▶ [Work to do] Resume the commentary on judicial activism below, continuing it from its final sentence.

-- START OF Article --

Capital IdeasCapital Ideas

SACRAMENTO, CA -- The continuing ruckus over the Florida election is starting to have one salutary effect: it
has ignited public reflection and argument about the scope and limits of judicial activism in American
government. The role of the judiciary in affecting the outcome of this election may prove to be the Waterloo
for judicial activism, with the likes of Lawrence Tribe and Alan Dershowitz finally being brought to heel.

For decades conservatives have been complaining not simply about “judicial activism,” but the concomitant
acquiescence from the executive and legislative branches of government to the tacit presumption that
the judiciary is the superior branch of government. It is not. The Constitution belongs to all three branches
of government equally; both the executive branch and the legislative branch have just as much right to
construe and interpret the Constitution in matters under their own purview as the Supreme Court does in
cases brought before it.

-- END OF Article --
-- START OF Data lines --

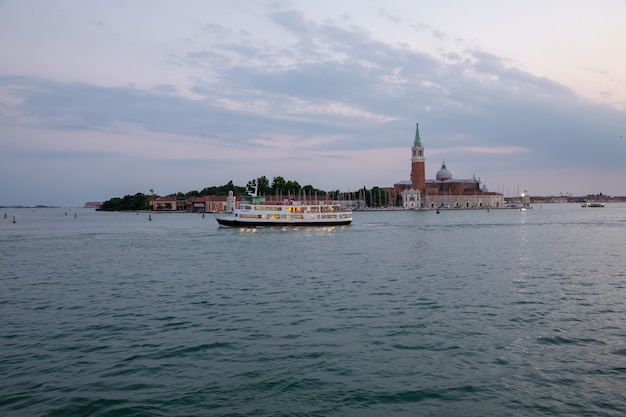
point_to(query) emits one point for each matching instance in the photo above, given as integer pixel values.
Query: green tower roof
(417, 134)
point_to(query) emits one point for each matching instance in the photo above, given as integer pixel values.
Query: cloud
(299, 93)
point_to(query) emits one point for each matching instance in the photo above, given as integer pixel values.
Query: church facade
(444, 191)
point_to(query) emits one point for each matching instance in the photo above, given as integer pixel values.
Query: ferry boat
(255, 211)
(286, 213)
(592, 205)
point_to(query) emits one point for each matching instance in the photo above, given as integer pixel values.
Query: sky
(104, 99)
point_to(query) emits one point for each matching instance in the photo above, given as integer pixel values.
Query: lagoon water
(473, 313)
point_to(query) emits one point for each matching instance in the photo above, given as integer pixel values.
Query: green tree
(279, 185)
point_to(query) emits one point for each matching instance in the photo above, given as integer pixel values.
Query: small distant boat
(592, 205)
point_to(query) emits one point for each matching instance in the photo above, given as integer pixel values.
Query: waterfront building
(444, 191)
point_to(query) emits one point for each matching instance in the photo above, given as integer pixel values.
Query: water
(474, 313)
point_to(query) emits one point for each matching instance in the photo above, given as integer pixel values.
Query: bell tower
(418, 168)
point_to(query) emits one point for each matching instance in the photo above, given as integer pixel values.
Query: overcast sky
(101, 99)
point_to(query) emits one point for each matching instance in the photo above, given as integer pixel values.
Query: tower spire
(417, 134)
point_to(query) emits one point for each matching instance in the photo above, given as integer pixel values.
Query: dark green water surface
(472, 313)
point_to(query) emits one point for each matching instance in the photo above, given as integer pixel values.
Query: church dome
(443, 174)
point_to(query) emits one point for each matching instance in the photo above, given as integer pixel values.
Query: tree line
(278, 186)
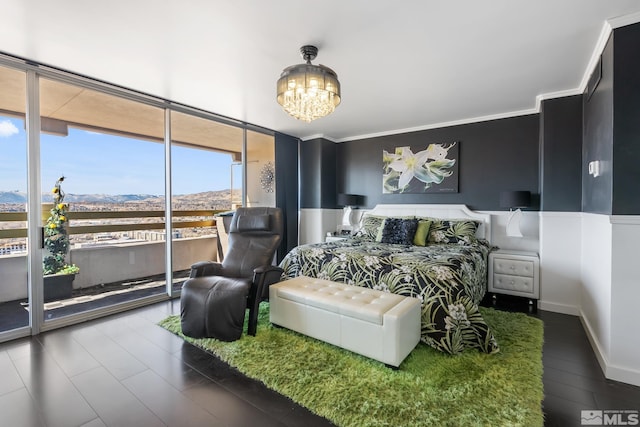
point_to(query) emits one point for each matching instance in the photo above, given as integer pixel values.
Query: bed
(446, 268)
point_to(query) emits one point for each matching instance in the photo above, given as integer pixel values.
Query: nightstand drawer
(513, 267)
(513, 283)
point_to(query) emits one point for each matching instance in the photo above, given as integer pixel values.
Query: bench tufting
(376, 324)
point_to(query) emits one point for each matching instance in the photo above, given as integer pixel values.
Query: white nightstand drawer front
(513, 267)
(513, 283)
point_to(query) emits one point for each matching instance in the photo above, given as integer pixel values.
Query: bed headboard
(438, 211)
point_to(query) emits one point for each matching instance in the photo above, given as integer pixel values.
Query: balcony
(121, 255)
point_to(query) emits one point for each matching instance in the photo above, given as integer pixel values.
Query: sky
(95, 163)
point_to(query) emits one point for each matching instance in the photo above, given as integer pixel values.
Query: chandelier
(307, 91)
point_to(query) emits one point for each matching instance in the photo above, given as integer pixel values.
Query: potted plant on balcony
(58, 274)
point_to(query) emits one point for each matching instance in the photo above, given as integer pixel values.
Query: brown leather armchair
(215, 297)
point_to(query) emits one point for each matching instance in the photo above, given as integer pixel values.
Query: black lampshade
(515, 199)
(350, 200)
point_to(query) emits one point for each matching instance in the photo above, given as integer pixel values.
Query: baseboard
(612, 372)
(559, 308)
(595, 344)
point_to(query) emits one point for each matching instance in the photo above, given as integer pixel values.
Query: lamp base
(513, 224)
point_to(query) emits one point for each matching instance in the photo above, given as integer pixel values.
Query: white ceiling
(402, 65)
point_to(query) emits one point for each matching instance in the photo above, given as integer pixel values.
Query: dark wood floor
(126, 371)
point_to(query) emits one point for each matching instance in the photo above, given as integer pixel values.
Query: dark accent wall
(561, 154)
(286, 153)
(626, 121)
(318, 180)
(597, 137)
(495, 156)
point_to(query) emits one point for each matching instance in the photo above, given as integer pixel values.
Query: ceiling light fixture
(307, 91)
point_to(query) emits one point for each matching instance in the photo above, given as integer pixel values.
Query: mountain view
(15, 200)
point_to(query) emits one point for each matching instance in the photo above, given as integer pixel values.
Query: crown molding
(607, 28)
(318, 135)
(442, 125)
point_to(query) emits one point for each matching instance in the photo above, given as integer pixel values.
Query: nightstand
(335, 238)
(515, 273)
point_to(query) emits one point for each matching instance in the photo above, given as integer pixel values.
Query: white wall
(595, 301)
(624, 356)
(560, 262)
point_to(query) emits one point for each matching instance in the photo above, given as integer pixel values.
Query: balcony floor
(15, 314)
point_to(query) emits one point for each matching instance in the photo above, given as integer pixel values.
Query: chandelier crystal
(306, 91)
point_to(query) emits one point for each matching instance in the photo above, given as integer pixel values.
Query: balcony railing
(123, 260)
(202, 218)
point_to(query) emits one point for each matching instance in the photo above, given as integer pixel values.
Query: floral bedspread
(450, 279)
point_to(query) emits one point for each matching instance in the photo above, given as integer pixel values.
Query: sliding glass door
(14, 295)
(84, 170)
(102, 175)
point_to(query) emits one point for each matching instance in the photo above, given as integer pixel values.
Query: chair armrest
(205, 268)
(269, 273)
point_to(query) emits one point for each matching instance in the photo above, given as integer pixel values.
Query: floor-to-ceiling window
(14, 301)
(203, 154)
(100, 156)
(110, 151)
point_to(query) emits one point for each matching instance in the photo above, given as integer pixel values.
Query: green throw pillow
(420, 238)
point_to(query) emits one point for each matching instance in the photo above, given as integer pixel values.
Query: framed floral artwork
(432, 170)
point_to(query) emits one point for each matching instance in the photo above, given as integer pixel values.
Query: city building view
(106, 165)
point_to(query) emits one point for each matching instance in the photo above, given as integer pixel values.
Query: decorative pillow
(422, 232)
(453, 231)
(370, 226)
(399, 231)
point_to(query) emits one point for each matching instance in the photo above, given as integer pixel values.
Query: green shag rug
(430, 388)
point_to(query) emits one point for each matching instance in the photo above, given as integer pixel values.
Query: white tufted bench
(376, 324)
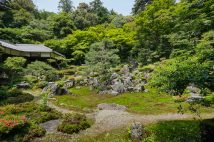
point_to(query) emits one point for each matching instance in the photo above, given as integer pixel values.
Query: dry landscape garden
(89, 74)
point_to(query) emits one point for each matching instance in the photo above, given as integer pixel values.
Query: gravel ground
(107, 120)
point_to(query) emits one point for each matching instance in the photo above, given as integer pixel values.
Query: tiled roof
(26, 47)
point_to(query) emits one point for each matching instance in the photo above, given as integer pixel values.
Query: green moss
(152, 102)
(174, 131)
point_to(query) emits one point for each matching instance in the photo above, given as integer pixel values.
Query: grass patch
(145, 103)
(174, 131)
(151, 102)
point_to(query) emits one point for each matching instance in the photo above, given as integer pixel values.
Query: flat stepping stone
(51, 126)
(113, 106)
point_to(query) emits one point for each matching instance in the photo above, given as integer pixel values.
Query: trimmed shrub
(9, 123)
(34, 131)
(73, 123)
(174, 75)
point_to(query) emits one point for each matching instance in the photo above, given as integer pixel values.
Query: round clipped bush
(34, 131)
(73, 123)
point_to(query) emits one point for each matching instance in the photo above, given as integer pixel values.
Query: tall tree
(28, 5)
(100, 59)
(61, 24)
(102, 12)
(83, 17)
(65, 6)
(139, 6)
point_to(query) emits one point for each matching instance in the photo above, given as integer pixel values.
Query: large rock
(69, 84)
(136, 132)
(125, 70)
(139, 88)
(193, 89)
(118, 87)
(114, 76)
(93, 82)
(23, 85)
(54, 89)
(105, 106)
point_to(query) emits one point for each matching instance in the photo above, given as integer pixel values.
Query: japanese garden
(90, 74)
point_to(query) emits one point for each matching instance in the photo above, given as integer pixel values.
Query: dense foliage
(177, 35)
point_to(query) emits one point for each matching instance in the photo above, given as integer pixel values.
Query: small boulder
(125, 70)
(113, 93)
(136, 132)
(69, 84)
(23, 85)
(54, 89)
(114, 76)
(139, 88)
(118, 87)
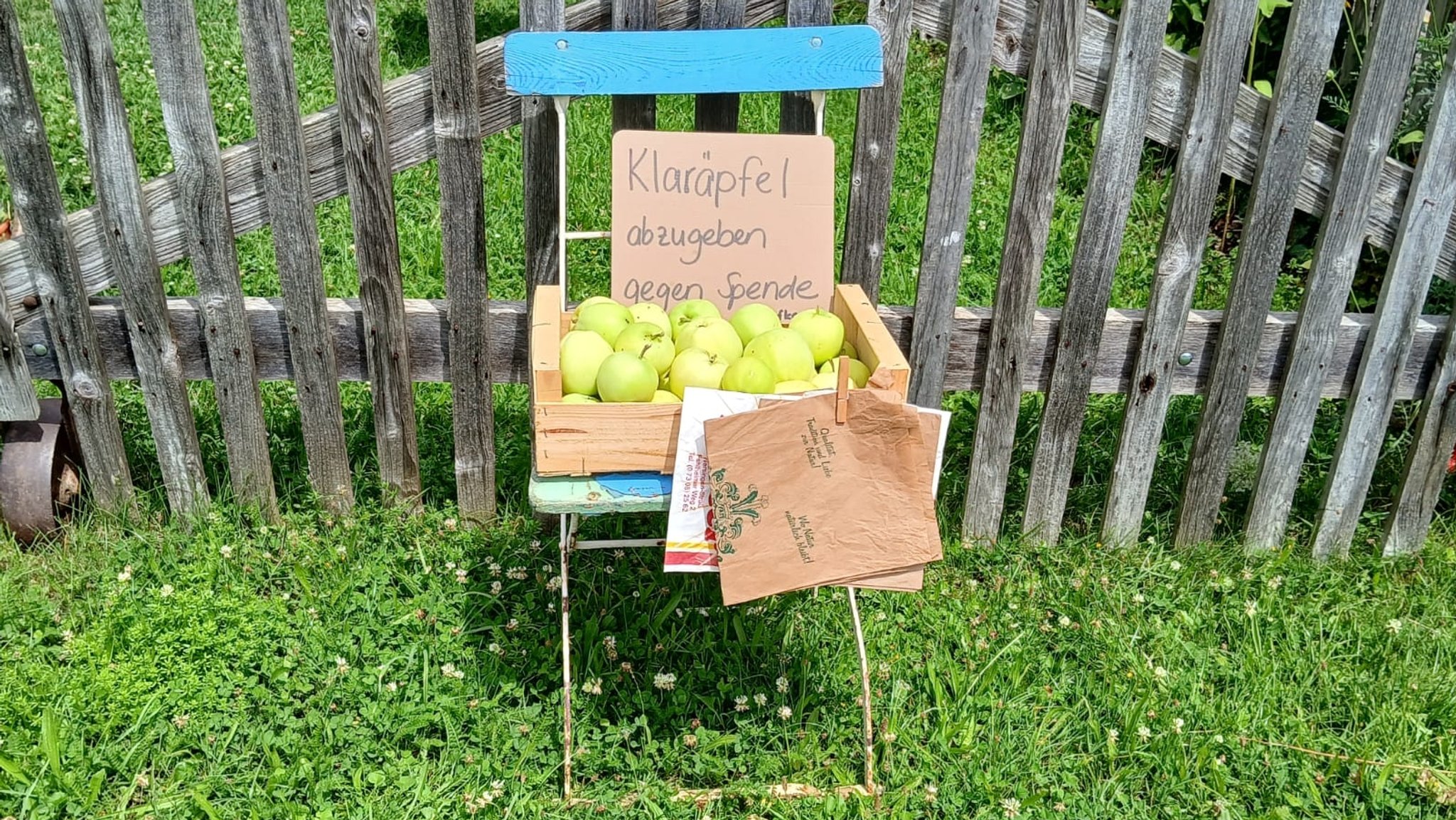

-- END OF Data lines --

▶ [Exercise output]
Lincoln put the problem this way after the dreadful Dred Scott decision: If it is “the policy of the
government, upon vital questions, affecting the whole people, that [constitutionality] be irrevocably fixed
by decisions of the Supreme Court, the instant they are made, in ordinary litigation between parties, then the
people will have ceased to be their own rulers, having, to that extent, practically resigned their government
into the hands of that eminent tribunal.” (Emphasis added.)

Quite aside from the issue of whether the Florida Supreme Court was overreaching in re-writing Florida’s
election statutes, it was surely a sign of judicial usurpation to assert, as the Court did in its opinion,
that Secretary of State Katherine Harris had no right, as an executive branch officer, to be wrong about the
law. To the contrary, she has just as much right as the judiciary to interpret the constitutional operation of
the laws under her purview, subject only to correction in particular cases reviewed by courts. But even that
does not mean the courts have the last word.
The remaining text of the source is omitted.